= What is expected =
Show every line of the rows below that contains the string "tree", copying each such line in full.

Pointing records
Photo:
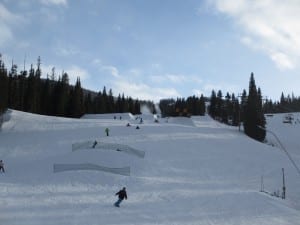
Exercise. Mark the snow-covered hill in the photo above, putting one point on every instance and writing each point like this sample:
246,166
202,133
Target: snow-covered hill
195,171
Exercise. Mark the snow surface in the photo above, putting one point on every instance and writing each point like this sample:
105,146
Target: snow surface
195,171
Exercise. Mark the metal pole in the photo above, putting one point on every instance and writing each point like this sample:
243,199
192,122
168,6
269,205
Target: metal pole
283,184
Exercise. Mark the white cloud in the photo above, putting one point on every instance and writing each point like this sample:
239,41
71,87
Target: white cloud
7,19
270,26
112,70
55,2
142,91
175,78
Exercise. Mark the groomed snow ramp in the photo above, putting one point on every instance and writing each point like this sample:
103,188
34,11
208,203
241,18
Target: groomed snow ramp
108,146
125,171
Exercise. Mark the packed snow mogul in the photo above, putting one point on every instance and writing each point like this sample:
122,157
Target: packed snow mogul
121,194
2,166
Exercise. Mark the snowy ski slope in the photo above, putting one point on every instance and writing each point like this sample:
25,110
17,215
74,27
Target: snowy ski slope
195,171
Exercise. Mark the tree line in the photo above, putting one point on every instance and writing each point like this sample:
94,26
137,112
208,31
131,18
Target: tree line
183,107
27,91
248,111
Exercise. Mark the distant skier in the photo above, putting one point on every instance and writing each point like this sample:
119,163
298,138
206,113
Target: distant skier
2,166
107,131
121,194
94,144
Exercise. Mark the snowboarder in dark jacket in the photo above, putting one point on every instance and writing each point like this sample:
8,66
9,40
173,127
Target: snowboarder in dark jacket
121,194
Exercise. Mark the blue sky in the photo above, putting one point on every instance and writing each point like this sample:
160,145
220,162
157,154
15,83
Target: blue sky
154,49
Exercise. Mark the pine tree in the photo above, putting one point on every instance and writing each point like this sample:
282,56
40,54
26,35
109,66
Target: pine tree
3,87
254,121
213,104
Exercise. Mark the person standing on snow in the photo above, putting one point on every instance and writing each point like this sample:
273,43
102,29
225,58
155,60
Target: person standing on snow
121,194
2,166
107,131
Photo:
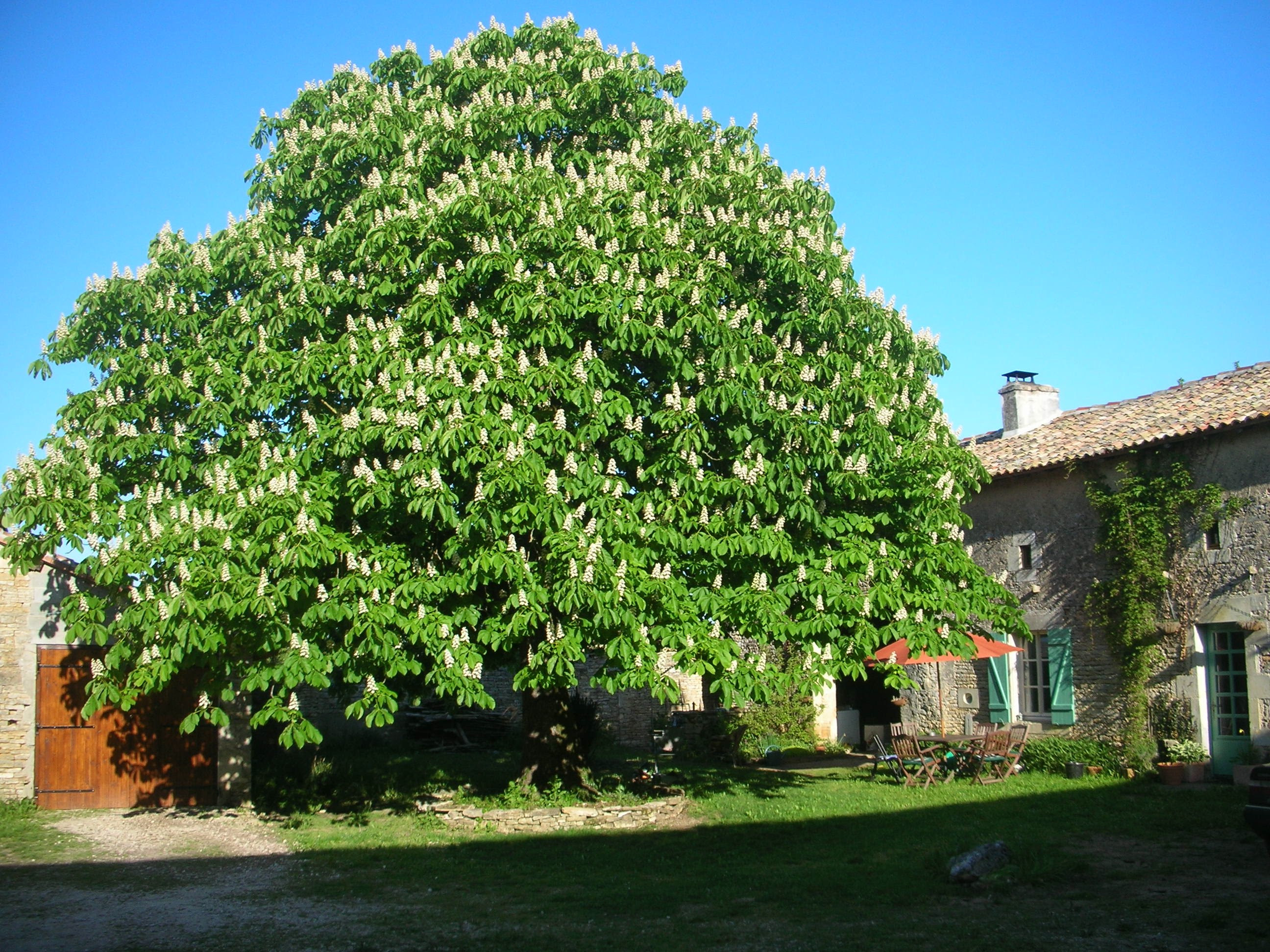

= Task output =
Exercise. Mark the tree line in the photo above, putting one point on every instance and writing each point like this sample:
Target: tree line
Exercise. Mark the pine tree in the photo above, putting one point on every instance and writing each point like this sample:
Target: pine tree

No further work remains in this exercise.